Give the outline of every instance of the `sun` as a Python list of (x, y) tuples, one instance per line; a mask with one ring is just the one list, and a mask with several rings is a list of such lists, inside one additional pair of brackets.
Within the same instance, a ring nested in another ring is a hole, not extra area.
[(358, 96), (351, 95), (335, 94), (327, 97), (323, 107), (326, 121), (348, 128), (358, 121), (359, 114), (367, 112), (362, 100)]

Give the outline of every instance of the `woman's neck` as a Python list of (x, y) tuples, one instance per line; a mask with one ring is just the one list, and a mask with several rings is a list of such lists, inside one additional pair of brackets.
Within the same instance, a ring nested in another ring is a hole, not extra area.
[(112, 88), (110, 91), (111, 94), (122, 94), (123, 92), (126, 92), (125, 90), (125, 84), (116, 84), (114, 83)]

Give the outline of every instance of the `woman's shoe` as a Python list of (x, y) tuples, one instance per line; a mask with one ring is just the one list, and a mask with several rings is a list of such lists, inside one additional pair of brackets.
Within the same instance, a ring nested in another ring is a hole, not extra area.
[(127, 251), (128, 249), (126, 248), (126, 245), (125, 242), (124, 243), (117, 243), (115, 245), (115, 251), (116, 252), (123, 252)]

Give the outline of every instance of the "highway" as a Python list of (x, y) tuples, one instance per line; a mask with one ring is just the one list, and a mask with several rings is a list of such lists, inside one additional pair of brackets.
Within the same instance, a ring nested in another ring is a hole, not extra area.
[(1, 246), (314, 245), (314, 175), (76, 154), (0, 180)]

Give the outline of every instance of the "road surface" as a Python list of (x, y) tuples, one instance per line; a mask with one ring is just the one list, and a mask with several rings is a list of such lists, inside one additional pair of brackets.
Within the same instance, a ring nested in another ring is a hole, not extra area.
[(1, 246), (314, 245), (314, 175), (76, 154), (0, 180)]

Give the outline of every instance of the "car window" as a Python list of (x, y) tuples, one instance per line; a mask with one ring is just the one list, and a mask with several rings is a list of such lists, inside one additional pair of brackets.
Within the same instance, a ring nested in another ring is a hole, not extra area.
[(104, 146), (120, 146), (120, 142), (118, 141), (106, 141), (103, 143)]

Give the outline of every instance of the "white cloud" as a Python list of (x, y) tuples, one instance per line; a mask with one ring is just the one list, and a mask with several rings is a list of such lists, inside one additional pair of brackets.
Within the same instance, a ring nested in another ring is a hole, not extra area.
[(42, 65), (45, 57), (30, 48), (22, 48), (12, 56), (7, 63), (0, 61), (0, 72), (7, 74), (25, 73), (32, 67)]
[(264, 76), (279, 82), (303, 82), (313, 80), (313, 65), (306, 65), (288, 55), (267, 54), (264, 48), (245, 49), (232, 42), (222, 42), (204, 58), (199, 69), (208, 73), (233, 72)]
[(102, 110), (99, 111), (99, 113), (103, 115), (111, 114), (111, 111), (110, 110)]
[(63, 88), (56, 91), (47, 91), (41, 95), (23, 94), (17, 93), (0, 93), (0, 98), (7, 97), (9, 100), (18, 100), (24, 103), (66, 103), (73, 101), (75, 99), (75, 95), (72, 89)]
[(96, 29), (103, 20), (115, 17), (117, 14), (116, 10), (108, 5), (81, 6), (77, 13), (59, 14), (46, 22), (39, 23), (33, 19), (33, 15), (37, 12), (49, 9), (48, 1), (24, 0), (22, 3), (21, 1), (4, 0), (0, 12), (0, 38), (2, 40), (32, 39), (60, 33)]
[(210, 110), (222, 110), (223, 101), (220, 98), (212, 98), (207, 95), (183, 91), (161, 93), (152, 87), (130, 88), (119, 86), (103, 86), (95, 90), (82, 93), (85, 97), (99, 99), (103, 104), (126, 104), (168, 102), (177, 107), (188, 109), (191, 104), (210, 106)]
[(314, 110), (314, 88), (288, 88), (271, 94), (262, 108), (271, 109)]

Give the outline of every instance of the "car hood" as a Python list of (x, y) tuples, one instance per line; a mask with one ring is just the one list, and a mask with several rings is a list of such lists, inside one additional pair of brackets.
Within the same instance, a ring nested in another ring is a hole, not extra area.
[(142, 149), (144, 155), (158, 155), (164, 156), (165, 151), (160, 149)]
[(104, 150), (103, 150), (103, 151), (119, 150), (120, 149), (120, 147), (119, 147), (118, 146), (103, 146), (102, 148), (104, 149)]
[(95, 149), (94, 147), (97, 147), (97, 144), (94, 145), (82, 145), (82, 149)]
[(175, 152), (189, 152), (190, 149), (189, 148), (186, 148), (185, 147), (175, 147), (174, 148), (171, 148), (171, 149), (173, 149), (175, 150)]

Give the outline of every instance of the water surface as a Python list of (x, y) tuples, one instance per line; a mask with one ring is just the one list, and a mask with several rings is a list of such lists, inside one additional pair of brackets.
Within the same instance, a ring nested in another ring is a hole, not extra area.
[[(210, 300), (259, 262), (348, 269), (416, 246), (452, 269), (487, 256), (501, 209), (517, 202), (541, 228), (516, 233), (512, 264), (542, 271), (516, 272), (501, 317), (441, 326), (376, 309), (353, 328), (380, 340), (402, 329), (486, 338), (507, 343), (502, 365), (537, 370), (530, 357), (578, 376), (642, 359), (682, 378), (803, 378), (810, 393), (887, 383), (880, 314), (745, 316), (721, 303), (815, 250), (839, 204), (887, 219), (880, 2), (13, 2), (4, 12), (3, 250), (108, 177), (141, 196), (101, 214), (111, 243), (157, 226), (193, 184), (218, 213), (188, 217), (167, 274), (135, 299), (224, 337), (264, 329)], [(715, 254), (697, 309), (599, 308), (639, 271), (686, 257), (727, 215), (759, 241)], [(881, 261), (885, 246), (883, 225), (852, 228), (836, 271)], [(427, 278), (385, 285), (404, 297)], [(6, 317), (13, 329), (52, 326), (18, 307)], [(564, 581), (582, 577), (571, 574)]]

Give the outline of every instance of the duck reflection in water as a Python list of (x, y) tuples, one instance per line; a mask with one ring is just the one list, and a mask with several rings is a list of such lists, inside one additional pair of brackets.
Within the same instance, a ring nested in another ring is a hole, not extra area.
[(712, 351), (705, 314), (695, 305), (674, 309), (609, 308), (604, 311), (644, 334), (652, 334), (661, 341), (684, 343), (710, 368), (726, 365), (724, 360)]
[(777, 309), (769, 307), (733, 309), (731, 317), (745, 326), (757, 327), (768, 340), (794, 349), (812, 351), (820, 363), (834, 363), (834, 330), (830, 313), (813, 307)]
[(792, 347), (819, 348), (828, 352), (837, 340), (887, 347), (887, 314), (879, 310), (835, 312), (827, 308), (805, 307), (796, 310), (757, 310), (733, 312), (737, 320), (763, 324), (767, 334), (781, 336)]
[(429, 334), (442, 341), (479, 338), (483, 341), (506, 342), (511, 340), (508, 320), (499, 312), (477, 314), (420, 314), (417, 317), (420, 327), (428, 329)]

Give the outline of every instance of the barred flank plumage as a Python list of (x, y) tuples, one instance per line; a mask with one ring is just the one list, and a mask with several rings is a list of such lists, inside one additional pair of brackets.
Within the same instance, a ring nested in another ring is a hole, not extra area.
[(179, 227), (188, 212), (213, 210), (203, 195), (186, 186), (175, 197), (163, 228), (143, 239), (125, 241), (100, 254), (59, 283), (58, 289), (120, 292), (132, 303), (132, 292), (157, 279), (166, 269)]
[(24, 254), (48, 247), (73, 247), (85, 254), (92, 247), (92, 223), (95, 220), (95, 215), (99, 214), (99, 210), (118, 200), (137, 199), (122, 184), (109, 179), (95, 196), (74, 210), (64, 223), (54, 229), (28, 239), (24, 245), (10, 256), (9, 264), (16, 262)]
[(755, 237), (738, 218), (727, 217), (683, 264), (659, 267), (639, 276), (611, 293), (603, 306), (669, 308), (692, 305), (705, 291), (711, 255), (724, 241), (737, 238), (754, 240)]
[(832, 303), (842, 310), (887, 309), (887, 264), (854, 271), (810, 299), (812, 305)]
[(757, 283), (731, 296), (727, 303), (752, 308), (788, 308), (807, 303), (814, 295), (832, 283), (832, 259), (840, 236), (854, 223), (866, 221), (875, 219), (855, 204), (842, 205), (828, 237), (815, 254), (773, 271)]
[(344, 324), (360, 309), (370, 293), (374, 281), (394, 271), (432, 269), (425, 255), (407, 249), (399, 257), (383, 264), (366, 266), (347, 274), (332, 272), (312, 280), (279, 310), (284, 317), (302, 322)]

(Work to do)
Render everything from the start of the listing down to the line containing "252), (123, 252)]" as a two-column CSV with columns named label_request and outline. Give one row per request: put its text and its answer each in a single quoted field, with line breaks replaced by spaces.

(Final answer)
label_request,outline
"Give the outline of every instance of the `sun` as a Python list of (x, y) tuples, one instance per line; a mask with one ring is just the one list, and a mask with several rings is a list of such lists, inside one additional pair of brackets. Within the same instance, a ring nested in another ring is a hole, not extra area.","[(358, 96), (351, 95), (335, 94), (327, 97), (323, 107), (326, 121), (348, 128), (358, 121), (359, 114), (367, 112), (362, 100)]"
"Give the outline of every instance of the `woman's neck` as a Python list of (x, y) tuples, one instance per line; a mask with one ring is just the one list, and a mask with several rings is a list of such lists, inside one additional pair of brackets. Within the same instance, a ring nested in another ring is a hole, not extra area.","[(112, 88), (110, 91), (111, 94), (122, 94), (123, 92), (126, 92), (125, 90), (125, 84), (116, 84), (114, 83)]"
"Give the outline of every instance of the `woman's shoe` as a Python list of (x, y) tuples, one instance per line; a mask with one ring is just the one list, and a mask with several rings is a list of such lists, inside one additional pair of brackets. Within the same instance, a ring nested in another ring is a hole, not extra area.","[(127, 251), (128, 249), (126, 248), (126, 245), (125, 242), (124, 243), (117, 243), (115, 245), (115, 251), (116, 252), (123, 252)]"